Coordinate labeling data
----

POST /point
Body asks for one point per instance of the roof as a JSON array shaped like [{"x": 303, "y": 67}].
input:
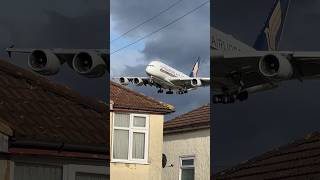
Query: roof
[
  {"x": 42, "y": 112},
  {"x": 196, "y": 119},
  {"x": 126, "y": 99},
  {"x": 297, "y": 160}
]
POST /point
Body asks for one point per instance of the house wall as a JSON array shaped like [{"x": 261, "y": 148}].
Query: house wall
[
  {"x": 150, "y": 171},
  {"x": 195, "y": 143},
  {"x": 5, "y": 169}
]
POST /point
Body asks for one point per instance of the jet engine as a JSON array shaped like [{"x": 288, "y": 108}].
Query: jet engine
[
  {"x": 124, "y": 81},
  {"x": 44, "y": 62},
  {"x": 138, "y": 81},
  {"x": 89, "y": 64},
  {"x": 275, "y": 66},
  {"x": 196, "y": 82}
]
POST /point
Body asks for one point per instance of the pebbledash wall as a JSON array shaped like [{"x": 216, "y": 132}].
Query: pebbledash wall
[
  {"x": 126, "y": 101},
  {"x": 191, "y": 143}
]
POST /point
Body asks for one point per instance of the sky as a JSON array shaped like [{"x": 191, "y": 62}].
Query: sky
[
  {"x": 57, "y": 24},
  {"x": 178, "y": 45},
  {"x": 272, "y": 118}
]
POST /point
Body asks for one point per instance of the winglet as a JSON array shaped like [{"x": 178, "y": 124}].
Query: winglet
[
  {"x": 9, "y": 51},
  {"x": 271, "y": 33},
  {"x": 195, "y": 69}
]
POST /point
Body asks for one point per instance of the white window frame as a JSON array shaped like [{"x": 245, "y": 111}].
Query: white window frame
[
  {"x": 131, "y": 130},
  {"x": 70, "y": 170},
  {"x": 188, "y": 166}
]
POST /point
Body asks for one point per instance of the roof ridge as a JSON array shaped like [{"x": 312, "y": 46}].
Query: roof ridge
[
  {"x": 189, "y": 112},
  {"x": 140, "y": 94},
  {"x": 273, "y": 152}
]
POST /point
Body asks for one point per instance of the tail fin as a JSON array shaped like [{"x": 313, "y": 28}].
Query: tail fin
[
  {"x": 270, "y": 35},
  {"x": 195, "y": 69}
]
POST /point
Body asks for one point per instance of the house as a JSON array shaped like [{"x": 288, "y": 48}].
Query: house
[
  {"x": 187, "y": 146},
  {"x": 296, "y": 160},
  {"x": 136, "y": 123},
  {"x": 48, "y": 131}
]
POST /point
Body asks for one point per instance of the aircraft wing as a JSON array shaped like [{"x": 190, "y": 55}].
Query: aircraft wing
[
  {"x": 190, "y": 83},
  {"x": 135, "y": 80},
  {"x": 256, "y": 68}
]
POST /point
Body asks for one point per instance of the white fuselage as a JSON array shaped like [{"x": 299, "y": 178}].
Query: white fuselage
[
  {"x": 226, "y": 42},
  {"x": 161, "y": 74}
]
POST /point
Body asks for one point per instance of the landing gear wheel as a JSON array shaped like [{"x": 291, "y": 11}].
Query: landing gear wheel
[
  {"x": 243, "y": 96},
  {"x": 169, "y": 92}
]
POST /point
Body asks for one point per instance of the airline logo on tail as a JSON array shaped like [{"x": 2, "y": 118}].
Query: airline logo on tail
[
  {"x": 195, "y": 69},
  {"x": 270, "y": 35}
]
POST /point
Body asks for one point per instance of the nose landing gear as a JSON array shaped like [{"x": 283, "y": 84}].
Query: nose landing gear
[{"x": 169, "y": 92}]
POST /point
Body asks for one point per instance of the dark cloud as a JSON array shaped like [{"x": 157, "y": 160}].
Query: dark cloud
[
  {"x": 178, "y": 45},
  {"x": 57, "y": 24},
  {"x": 272, "y": 118}
]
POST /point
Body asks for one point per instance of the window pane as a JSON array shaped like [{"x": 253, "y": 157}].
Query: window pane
[
  {"x": 120, "y": 144},
  {"x": 122, "y": 120},
  {"x": 139, "y": 121},
  {"x": 187, "y": 174},
  {"x": 138, "y": 145},
  {"x": 90, "y": 176},
  {"x": 187, "y": 162}
]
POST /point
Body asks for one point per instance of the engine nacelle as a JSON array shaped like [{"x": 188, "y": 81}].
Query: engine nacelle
[
  {"x": 124, "y": 81},
  {"x": 44, "y": 62},
  {"x": 196, "y": 82},
  {"x": 89, "y": 64},
  {"x": 138, "y": 81},
  {"x": 275, "y": 66}
]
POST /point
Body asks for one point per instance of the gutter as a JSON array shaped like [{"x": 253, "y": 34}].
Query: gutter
[{"x": 58, "y": 146}]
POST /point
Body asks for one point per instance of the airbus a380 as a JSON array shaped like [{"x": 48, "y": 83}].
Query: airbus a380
[
  {"x": 240, "y": 70},
  {"x": 163, "y": 76}
]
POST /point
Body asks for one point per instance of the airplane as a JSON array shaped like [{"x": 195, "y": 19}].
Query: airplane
[
  {"x": 91, "y": 63},
  {"x": 163, "y": 76},
  {"x": 240, "y": 70}
]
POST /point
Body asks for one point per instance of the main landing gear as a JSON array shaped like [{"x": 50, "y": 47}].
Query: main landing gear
[
  {"x": 180, "y": 91},
  {"x": 169, "y": 92},
  {"x": 227, "y": 99}
]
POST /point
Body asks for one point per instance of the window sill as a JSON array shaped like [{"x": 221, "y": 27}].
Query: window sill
[{"x": 128, "y": 162}]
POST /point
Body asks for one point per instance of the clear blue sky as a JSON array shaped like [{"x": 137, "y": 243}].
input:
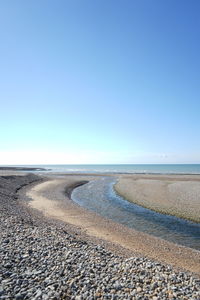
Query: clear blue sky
[{"x": 99, "y": 81}]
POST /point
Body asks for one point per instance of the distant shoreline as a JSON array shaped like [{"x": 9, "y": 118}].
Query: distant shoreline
[{"x": 22, "y": 169}]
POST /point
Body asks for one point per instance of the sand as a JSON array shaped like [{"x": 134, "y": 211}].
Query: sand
[
  {"x": 177, "y": 195},
  {"x": 50, "y": 198}
]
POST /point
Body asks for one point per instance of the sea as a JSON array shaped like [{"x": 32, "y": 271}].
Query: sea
[{"x": 122, "y": 168}]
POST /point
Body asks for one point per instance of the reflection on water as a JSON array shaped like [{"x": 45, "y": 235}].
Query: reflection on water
[{"x": 99, "y": 196}]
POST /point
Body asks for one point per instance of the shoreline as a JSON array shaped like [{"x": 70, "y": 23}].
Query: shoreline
[
  {"x": 46, "y": 258},
  {"x": 170, "y": 195},
  {"x": 62, "y": 208}
]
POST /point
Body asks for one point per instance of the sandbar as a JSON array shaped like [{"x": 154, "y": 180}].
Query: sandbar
[{"x": 51, "y": 199}]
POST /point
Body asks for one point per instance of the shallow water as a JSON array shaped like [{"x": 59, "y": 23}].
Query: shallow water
[{"x": 99, "y": 196}]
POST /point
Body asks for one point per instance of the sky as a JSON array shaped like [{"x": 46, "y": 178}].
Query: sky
[{"x": 93, "y": 81}]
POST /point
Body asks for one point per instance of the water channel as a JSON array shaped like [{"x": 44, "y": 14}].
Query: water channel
[{"x": 100, "y": 197}]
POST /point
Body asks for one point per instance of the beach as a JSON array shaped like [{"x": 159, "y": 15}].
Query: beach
[
  {"x": 55, "y": 249},
  {"x": 177, "y": 195}
]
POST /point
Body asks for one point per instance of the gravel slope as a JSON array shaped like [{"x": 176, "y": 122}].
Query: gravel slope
[{"x": 40, "y": 259}]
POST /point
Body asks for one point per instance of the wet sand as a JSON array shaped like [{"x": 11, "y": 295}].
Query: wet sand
[
  {"x": 51, "y": 198},
  {"x": 177, "y": 195}
]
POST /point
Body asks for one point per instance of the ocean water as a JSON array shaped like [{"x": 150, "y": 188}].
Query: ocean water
[
  {"x": 124, "y": 168},
  {"x": 100, "y": 197}
]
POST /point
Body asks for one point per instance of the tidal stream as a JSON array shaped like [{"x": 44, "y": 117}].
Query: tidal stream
[{"x": 100, "y": 197}]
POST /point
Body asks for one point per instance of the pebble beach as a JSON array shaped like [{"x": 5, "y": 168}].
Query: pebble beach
[{"x": 43, "y": 258}]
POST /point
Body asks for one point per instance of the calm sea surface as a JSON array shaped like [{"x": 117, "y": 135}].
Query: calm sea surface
[{"x": 125, "y": 168}]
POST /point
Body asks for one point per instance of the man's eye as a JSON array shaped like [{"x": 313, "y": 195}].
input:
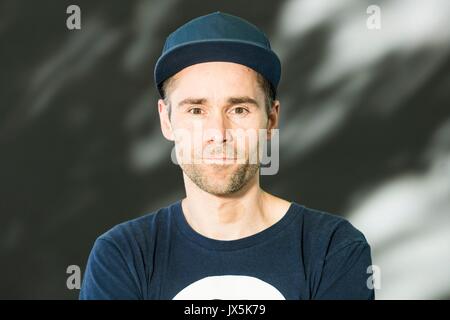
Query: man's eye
[
  {"x": 195, "y": 111},
  {"x": 239, "y": 110}
]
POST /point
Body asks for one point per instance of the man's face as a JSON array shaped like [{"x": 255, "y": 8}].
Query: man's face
[{"x": 217, "y": 109}]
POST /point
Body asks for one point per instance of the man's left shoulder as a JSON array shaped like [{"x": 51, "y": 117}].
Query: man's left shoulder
[{"x": 332, "y": 230}]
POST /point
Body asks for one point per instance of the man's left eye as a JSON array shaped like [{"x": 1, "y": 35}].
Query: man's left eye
[{"x": 239, "y": 110}]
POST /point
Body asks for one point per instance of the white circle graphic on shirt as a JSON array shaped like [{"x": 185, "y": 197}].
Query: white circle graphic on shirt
[{"x": 229, "y": 287}]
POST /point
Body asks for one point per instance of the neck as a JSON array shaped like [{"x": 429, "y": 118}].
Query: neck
[{"x": 238, "y": 215}]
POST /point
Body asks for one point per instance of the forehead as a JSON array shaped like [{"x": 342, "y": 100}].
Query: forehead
[{"x": 213, "y": 79}]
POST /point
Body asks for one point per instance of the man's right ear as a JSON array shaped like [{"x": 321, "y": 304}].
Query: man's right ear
[{"x": 166, "y": 125}]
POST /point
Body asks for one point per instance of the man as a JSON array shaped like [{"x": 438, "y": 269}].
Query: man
[{"x": 228, "y": 238}]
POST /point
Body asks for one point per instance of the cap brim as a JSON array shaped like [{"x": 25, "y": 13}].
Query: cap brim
[{"x": 258, "y": 58}]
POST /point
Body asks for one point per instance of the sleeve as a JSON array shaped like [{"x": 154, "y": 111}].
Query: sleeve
[
  {"x": 107, "y": 275},
  {"x": 344, "y": 274}
]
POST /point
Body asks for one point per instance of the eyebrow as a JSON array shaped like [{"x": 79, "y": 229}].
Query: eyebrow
[{"x": 230, "y": 101}]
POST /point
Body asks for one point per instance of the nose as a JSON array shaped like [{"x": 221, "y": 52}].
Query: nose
[{"x": 216, "y": 129}]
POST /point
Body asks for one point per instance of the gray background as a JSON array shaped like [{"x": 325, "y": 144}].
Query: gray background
[{"x": 365, "y": 129}]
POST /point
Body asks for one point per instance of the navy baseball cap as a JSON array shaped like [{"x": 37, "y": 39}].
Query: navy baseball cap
[{"x": 217, "y": 37}]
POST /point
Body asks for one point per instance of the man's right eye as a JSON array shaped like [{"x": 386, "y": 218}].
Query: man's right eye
[{"x": 195, "y": 111}]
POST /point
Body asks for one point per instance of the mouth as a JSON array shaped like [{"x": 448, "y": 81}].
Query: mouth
[{"x": 219, "y": 160}]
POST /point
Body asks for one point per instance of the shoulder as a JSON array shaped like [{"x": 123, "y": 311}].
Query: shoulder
[
  {"x": 140, "y": 231},
  {"x": 329, "y": 232}
]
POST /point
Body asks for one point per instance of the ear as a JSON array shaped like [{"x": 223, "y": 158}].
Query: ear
[
  {"x": 272, "y": 118},
  {"x": 166, "y": 125}
]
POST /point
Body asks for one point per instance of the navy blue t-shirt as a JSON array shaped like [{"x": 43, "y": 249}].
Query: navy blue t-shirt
[{"x": 307, "y": 254}]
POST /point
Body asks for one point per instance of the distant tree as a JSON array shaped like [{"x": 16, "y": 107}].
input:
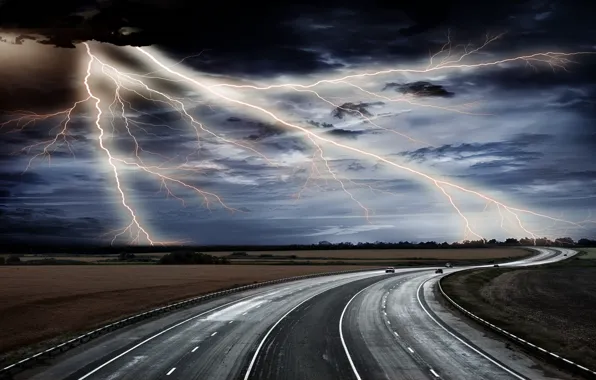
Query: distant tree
[
  {"x": 126, "y": 256},
  {"x": 13, "y": 259},
  {"x": 586, "y": 243},
  {"x": 565, "y": 241}
]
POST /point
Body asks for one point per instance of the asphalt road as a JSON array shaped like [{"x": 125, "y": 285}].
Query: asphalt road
[{"x": 368, "y": 325}]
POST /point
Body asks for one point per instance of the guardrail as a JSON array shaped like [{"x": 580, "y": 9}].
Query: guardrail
[
  {"x": 557, "y": 359},
  {"x": 13, "y": 369}
]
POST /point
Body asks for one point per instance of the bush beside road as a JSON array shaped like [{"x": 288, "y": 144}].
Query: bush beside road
[{"x": 551, "y": 306}]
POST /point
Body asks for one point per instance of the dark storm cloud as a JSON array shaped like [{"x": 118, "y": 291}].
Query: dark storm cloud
[
  {"x": 524, "y": 176},
  {"x": 345, "y": 133},
  {"x": 420, "y": 88},
  {"x": 354, "y": 109},
  {"x": 356, "y": 166},
  {"x": 282, "y": 34},
  {"x": 513, "y": 150}
]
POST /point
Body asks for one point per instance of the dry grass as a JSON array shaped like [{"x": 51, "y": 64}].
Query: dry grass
[
  {"x": 438, "y": 254},
  {"x": 551, "y": 306},
  {"x": 42, "y": 302}
]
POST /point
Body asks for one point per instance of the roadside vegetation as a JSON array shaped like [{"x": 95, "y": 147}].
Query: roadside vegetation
[{"x": 551, "y": 306}]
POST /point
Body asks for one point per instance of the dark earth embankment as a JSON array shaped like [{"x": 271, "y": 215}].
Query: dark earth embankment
[{"x": 551, "y": 306}]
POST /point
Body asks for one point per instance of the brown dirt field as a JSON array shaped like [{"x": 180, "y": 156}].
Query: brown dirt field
[
  {"x": 552, "y": 307},
  {"x": 441, "y": 254},
  {"x": 43, "y": 302}
]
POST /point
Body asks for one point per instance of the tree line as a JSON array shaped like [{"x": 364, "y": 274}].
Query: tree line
[{"x": 32, "y": 248}]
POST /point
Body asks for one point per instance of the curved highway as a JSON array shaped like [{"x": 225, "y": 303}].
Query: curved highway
[{"x": 368, "y": 325}]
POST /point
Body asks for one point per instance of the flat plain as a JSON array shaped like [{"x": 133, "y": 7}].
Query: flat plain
[
  {"x": 45, "y": 303},
  {"x": 551, "y": 306}
]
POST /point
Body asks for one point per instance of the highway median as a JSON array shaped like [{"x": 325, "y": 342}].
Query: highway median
[{"x": 546, "y": 309}]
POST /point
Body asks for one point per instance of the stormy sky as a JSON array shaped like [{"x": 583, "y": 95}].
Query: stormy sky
[{"x": 227, "y": 142}]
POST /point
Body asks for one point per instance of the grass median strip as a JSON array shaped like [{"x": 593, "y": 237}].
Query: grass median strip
[{"x": 550, "y": 306}]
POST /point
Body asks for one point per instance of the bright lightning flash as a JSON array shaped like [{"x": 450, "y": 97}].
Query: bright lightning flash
[{"x": 130, "y": 84}]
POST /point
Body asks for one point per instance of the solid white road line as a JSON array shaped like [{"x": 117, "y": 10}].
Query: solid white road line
[
  {"x": 461, "y": 340},
  {"x": 161, "y": 333},
  {"x": 341, "y": 333},
  {"x": 254, "y": 358}
]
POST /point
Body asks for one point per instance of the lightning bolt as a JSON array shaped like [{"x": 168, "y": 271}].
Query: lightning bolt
[
  {"x": 133, "y": 83},
  {"x": 314, "y": 137}
]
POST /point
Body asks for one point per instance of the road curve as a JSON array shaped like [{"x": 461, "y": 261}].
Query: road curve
[
  {"x": 214, "y": 340},
  {"x": 358, "y": 326}
]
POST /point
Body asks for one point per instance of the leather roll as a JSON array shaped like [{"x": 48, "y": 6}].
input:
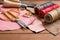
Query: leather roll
[
  {"x": 42, "y": 6},
  {"x": 8, "y": 3},
  {"x": 51, "y": 16}
]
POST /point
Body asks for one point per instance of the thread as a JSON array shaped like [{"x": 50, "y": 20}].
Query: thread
[
  {"x": 51, "y": 16},
  {"x": 58, "y": 10}
]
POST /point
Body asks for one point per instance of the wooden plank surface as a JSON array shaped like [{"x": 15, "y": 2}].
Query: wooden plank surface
[{"x": 28, "y": 35}]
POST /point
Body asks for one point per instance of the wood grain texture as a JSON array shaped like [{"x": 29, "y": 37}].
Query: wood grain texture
[{"x": 27, "y": 34}]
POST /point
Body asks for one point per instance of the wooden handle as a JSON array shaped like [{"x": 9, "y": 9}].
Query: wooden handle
[
  {"x": 8, "y": 16},
  {"x": 13, "y": 14}
]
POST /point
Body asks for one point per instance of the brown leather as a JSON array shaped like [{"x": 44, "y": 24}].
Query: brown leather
[{"x": 53, "y": 28}]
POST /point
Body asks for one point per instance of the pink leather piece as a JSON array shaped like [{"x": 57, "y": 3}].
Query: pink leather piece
[
  {"x": 36, "y": 26},
  {"x": 8, "y": 25},
  {"x": 33, "y": 23}
]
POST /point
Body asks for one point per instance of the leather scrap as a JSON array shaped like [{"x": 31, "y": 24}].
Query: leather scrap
[{"x": 53, "y": 28}]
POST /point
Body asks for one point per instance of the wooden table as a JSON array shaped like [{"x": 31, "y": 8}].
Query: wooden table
[{"x": 28, "y": 35}]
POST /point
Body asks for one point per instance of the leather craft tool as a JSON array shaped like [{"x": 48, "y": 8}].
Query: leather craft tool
[
  {"x": 15, "y": 18},
  {"x": 43, "y": 12},
  {"x": 42, "y": 6},
  {"x": 8, "y": 3}
]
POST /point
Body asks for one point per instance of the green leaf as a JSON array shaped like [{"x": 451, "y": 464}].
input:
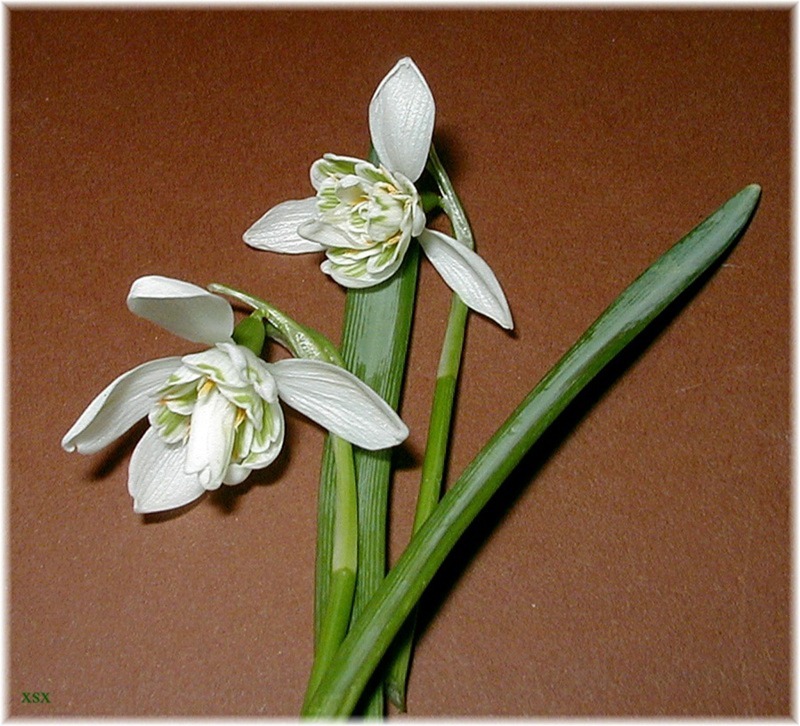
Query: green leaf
[
  {"x": 377, "y": 326},
  {"x": 634, "y": 310}
]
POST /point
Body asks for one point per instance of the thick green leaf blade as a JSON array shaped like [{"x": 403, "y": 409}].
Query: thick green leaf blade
[{"x": 633, "y": 311}]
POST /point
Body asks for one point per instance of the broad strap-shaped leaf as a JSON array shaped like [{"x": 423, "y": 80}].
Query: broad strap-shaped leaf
[
  {"x": 401, "y": 118},
  {"x": 468, "y": 275},
  {"x": 337, "y": 400},
  {"x": 647, "y": 297},
  {"x": 276, "y": 231},
  {"x": 122, "y": 403},
  {"x": 184, "y": 309}
]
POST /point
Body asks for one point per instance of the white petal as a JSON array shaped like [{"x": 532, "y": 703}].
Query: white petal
[
  {"x": 236, "y": 474},
  {"x": 276, "y": 231},
  {"x": 120, "y": 405},
  {"x": 401, "y": 116},
  {"x": 468, "y": 275},
  {"x": 338, "y": 401},
  {"x": 182, "y": 308},
  {"x": 157, "y": 478},
  {"x": 211, "y": 435},
  {"x": 326, "y": 235}
]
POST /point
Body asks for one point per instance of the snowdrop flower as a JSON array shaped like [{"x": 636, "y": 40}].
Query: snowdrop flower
[
  {"x": 215, "y": 416},
  {"x": 364, "y": 216}
]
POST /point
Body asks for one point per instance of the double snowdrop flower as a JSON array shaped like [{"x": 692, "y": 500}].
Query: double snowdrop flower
[
  {"x": 215, "y": 416},
  {"x": 364, "y": 216}
]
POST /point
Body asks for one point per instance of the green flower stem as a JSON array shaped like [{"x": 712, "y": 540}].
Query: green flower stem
[
  {"x": 334, "y": 606},
  {"x": 344, "y": 562},
  {"x": 377, "y": 325},
  {"x": 634, "y": 309},
  {"x": 301, "y": 341},
  {"x": 439, "y": 425}
]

----

- _Stated task_
Gather every line from the entries above that contains the word "white", and copy each such line.

- _Exercise response_
Body asks for one point per instance of the white window frame as a JSON array shaped like [{"x": 245, "y": 111}].
Query: white window frame
Body asks for one point per instance of the white fuselage as a JSON array shaped like [{"x": 299, "y": 178}].
Query: white fuselage
Body asks for one point per instance of the white circle graphic on shirt as a JSON array shaped like [{"x": 185, "y": 197}].
Query: white circle graphic on shirt
Body asks for one point per instance of the solid white road line as a JSON array shaped like [{"x": 117, "y": 10}].
Query: solid white road line
Body asks for one point per instance of the white petal as a JSON array shaped like [{"x": 532, "y": 703}].
Query: white petal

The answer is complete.